**The task:** Your answer should repeat every line of the records below in which the word "shaped" appears.
--- Provided information ---
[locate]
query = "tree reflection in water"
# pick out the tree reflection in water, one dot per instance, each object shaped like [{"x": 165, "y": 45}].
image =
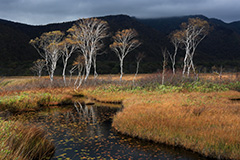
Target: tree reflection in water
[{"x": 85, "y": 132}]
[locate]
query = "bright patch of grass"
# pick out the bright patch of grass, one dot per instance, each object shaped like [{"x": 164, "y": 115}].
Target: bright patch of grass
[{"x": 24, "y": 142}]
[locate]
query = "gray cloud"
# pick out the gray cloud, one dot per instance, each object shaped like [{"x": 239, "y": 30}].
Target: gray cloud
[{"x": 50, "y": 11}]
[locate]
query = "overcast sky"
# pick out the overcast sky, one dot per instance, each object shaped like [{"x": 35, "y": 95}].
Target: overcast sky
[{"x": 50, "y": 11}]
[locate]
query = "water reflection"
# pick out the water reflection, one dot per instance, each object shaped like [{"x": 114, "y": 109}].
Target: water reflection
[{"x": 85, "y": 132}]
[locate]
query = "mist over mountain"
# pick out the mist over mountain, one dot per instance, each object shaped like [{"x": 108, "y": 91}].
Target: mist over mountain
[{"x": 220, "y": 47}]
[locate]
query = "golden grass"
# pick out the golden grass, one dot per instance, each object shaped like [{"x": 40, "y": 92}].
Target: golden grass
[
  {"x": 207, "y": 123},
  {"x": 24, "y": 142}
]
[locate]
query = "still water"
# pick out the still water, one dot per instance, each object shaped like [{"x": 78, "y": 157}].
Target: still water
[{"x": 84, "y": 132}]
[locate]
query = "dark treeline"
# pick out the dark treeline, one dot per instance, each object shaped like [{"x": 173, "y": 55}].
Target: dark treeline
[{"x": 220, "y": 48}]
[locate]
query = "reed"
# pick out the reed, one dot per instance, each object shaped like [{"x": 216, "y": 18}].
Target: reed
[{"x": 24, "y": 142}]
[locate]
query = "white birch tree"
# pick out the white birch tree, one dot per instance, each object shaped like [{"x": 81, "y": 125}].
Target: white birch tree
---
**Written response:**
# pick out the tree reflection in water, one dot per instance, each object shaped like [{"x": 165, "y": 45}].
# pick out the bright patch of grass, one dot per instance, each object shaped like [{"x": 164, "y": 115}].
# pick out the gray cloud, one dot per instance, each object shaped like [{"x": 239, "y": 30}].
# pick out the overcast sky, one dot per instance, each object shaped like [{"x": 35, "y": 95}].
# pick out the water reflection, one dot per instance, each object shaped like [{"x": 114, "y": 109}].
# pick out the mist over mountain, one dot per instance, each object shaped like [{"x": 108, "y": 91}].
# pick out the golden grass, one dot per instance, each object shaped like [{"x": 40, "y": 92}].
# pick out the still water, one dot per instance, each object shaped like [{"x": 78, "y": 157}].
# pick out the dark treeline, one dot per instance, each object shaped like [{"x": 173, "y": 55}].
# pick out the reed, one dot per instance, each object shaped like [{"x": 216, "y": 18}].
# pick out the white birch tree, one dot per instance, each object shaped like [{"x": 81, "y": 125}].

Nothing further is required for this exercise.